_TEKST ŹRÓDŁOWY_
Jak już ustaliliśmy, każdy ma swoje fetysze, wariactwa, tego typu sprawy... Ja doznaję magicznego uczucia, gdy wchodzę do pubu w brytyjskim stylu. I najlepiej, gdy jeszcze potem w tymże pubie wypijam jakiś trunek. Jak nie lubię alkoholu, w takim pubie alkohol mi smakuje. Magia. Cydr był pyszny, zaś atmosfera to już w ogóle wyjątkowa. I byli też zmęczeni życiem Anglicy przy barze smętnie popijający piwo. Jak w filmie, prawda, jak w filmie (czyli typowa Ania, ekscytująca się scenkami z życia). 

Myśl o M&M's

M&M's World to kolejne miejsce, które przyprawiło mnie o surrealistyczne uczucia. Weszłam tam z ciocią i z tego co obliczyłam później, przetrzymałam tam kobietę biedną pół godziny. Stałam bowiem przy dozownikach z cukierkami we wszystkich kolorach tęczy i gapiłam się na nie jak nienormalna. Tak, zaczarowały mnie kolorowe M&msy. Mam 5 lat. Może przemilczmy to, ile kosztował kubek M&msów w rozmiarze L i przyznajmy cioci rację, że trzeba mieć doskonały pomysł by stworzyć taki biznes na barkach mentalnie pięcioletnich owieczek, spragnionych tęczowych M&msów. Dla niepewnych, mowa o mnie. Tak. Ale jakie one pyszne...

_MATERIAŁ ŹRÓDŁOWY_
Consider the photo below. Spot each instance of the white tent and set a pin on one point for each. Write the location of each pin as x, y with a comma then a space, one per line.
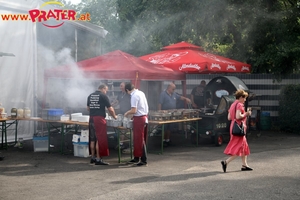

_CEL ZADANIA 1_
Odpowiedz na pytania do tekstu źródłowego:
(a) Jaki trunek autorka piła w pubie w brytyjskim stylu?
(b) Z kim autorka weszła do M&M's World?
(c) Jak długo według późniejszych obliczeń autorki trwał tam jej pobyt?
_CEL ZADANIA 2_
Wypisz z tekstu źródłowego wszystkie czasowniki w pierwszej osobie liczby pojedynczej czasu przeszłego.

_POPRAWNA ODPOWIEDŹ 1_
(a) Cydr.
(b) Z ciocią.
(c) Pół godziny.

_POPRAWNA ODPOWIEDŹ 2_
weszłam, obliczyłam, przetrzymałam, stałam, gapiłam